** Opening Provided passage block **
Posted by: Benjamin Franklin | November 25, 2011 at 10:38 AM
Here's the song of the day:
http://www.youtube.com/watch?v=ywYWxrf5zNo
Posted by: Porchlight | November 25, 2011 at 10:40 AM
I was referring more to Moody's piece, but Moran really hasn't been paying attention, from Tottenham to Time Square they have shown
their preference for Chaos.
Other notions that seemed right, after too much sherry;
http://www.businessinsider.com/martin-wolf-nails-it-2011-11?op=1
Posted by: narciso | November 25, 2011 at 10:44 AM
See?
Don't stand in the way, even if you're the 'Greeter'. Pepperspray cop is an inspirational guy..
http://www.washingtonpost.com/national/police-10-injured-at-wal-mart-as-woman-pepper-sprays-customers-seeking-black-friday-deals/2011/11/25/gIQAiqjcuN_story.html?tid=pm_national_pop
Posted by: Benjamin Franklin | November 25, 2011 at 10:54 AM
"You can have the model T in any color, as long as it Black'
http://www.businessweek.com/news/2011-11-25/egypt-appoints-ganzouri-as-prime-minister-as-protesters-object.html
Posted by: narciso | November 25, 2011 at 10:57 AM
WE've moved beyond Python, we are now in the 'Kids in the Hall' absurdity;
http://www.miamiherald.com/2011/11/25/2516481/dont-ruin-holiday-season-with.html
Posted by: narciso | November 25, 2011 at 10:59 AM
Let's see. 1/10th of one percent means 3000 people? Let them eat yellowcake....
Yikes.
http://www.nytimes.com/2011/11/25/opinion/we-are-the-99-9.html?_r=2&ref=opinion
But, you say, the rich pay taxes! Indeed, they do. And they could — and should, from the point of view of the 99.9 percent — be paying substantially more in taxes, not offered even more tax breaks, despite the alleged budget crisis, because of the wonderful things they supposedly do.
Still, don’t some of the very rich get that way by producing innovations that are worth far more to the world than the income they receive? Sure, but if you look at who really makes up the 0.1 percent, it’s hard to avoid the conclusion that, by and large, the members of the super-elite are overpaid, not underpaid, for what they do.
** Closing Provided passage block **
Return, word for word, the portion of the comment thread that opens with the words containing "Posted by: Benjamin Franklin | November 25, 2011 at 10:38" and closes with "preference for Chaos.".
** Opening Recorded information block **
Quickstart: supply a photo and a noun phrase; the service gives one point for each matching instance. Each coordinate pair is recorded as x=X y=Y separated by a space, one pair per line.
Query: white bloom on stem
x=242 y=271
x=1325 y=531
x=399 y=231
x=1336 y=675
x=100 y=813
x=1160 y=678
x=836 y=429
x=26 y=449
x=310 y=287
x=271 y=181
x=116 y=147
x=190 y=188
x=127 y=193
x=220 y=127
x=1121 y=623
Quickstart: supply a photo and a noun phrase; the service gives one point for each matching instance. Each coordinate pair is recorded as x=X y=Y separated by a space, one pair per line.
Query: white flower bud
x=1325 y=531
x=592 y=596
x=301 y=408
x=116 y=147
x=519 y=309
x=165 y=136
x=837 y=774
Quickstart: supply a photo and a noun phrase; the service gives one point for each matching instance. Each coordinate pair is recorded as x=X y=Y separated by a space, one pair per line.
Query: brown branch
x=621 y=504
** Closing Recorded information block **
§ **Task result**:
Posted by: Benjamin Franklin | November 25, 2011 at 10:38 AM
Here's the song of the day:
http://www.youtube.com/watch?v=ywYWxrf5zNo
Posted by: Porchlight | November 25, 2011 at 10:40 AM
I was referring more to Moody's piece, but Moran really hasn't been paying attention, from Tottenham to Time Square they have shown
their preference for Chaos.